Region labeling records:
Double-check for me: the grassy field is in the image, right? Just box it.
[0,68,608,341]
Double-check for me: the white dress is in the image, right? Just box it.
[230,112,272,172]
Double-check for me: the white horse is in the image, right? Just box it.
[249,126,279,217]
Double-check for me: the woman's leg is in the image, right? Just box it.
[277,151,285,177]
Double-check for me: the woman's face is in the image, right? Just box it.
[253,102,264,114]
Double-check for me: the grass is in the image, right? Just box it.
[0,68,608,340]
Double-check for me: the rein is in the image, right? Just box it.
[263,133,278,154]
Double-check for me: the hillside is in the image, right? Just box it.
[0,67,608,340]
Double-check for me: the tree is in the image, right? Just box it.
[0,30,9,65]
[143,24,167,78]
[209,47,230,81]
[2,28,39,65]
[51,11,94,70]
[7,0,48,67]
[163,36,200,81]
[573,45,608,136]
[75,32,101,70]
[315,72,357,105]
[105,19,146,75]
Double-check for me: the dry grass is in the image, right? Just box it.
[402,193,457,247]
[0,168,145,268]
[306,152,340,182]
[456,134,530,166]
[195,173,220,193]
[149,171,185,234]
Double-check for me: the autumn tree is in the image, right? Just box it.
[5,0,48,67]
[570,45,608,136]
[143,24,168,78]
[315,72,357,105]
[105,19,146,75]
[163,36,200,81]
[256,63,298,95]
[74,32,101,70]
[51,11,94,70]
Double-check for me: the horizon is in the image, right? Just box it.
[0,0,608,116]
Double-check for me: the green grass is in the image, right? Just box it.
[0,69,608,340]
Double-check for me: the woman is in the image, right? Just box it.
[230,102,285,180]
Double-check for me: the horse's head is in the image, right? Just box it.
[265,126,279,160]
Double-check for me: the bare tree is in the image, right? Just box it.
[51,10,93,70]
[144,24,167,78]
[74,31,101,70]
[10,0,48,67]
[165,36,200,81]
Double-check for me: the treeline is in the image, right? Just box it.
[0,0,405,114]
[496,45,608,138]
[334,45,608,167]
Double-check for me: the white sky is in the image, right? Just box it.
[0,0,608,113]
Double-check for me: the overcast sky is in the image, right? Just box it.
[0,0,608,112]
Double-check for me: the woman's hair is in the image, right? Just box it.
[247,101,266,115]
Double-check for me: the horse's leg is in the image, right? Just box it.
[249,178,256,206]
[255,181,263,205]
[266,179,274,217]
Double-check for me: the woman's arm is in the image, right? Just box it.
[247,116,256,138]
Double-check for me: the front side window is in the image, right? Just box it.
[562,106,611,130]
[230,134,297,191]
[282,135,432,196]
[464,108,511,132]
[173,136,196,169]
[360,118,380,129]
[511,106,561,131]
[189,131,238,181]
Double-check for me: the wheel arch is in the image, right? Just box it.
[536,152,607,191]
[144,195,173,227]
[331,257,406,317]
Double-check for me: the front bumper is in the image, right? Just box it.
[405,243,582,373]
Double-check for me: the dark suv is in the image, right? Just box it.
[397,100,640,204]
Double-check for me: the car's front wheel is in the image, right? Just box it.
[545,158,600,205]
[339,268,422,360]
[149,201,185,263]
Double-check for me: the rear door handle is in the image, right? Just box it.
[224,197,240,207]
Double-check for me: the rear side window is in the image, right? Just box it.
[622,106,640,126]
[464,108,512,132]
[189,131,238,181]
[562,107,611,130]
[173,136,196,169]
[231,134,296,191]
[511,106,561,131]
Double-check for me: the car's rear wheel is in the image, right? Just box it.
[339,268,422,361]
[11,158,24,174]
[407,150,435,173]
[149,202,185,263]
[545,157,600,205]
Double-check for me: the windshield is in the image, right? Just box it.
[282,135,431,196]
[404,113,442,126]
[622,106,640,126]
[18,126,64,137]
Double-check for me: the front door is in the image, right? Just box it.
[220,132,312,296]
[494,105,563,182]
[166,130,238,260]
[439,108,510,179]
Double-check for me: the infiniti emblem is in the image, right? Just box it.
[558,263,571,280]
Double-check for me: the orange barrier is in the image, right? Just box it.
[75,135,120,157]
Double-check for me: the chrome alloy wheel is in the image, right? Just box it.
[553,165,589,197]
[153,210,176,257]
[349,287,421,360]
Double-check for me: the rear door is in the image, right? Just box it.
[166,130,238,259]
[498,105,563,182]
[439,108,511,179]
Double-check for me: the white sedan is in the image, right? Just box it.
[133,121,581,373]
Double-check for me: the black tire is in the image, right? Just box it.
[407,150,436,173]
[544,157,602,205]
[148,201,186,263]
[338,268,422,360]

## Requirement
Please copy out every line from the one holding "Double-check for me: the tree is" through the one holding "[334,45,608,167]", inclusive, shifting each box coordinate up by 68 and leaving all other wording unchanged.

## Solution for this task
Double-check for me: the tree is in the image, right? Just box it.
[68,98,77,133]
[211,92,235,146]
[277,115,298,149]
[70,96,107,133]
[119,79,162,138]
[75,68,116,135]
[231,104,268,149]
[641,113,676,204]
[143,100,169,138]
[383,140,425,173]
[173,87,214,143]
Double-check for me: the dry grass is in the image, right? Just box it.
[470,261,525,315]
[68,236,213,336]
[374,220,408,250]
[524,202,598,234]
[263,241,288,261]
[217,239,253,302]
Double-check for me: the autumn tree is in the image, right? Just box it.
[73,68,116,135]
[638,113,676,204]
[211,92,236,146]
[383,140,425,173]
[173,87,214,143]
[231,104,268,149]
[324,131,366,163]
[142,100,169,138]
[119,79,162,138]
Double-check for me: the horizon is in the image, right? Just box it.
[68,68,676,184]
Double-check for me: the green grass is in the image, right? Just box it.
[68,137,676,408]
Double-check for me: the woman is in the image, right? Just box it.
[298,170,353,248]
Double-check for me: the horse's head is in the image, right? Just box it.
[333,194,347,228]
Double-check for me: the bare tree is in the image, right? Just box it.
[119,78,161,138]
[212,92,235,146]
[142,99,169,138]
[78,68,116,135]
[233,104,268,149]
Double-check for me: the treeline is in the image, right? Just box it.
[68,68,473,182]
[564,113,676,206]
[402,113,676,235]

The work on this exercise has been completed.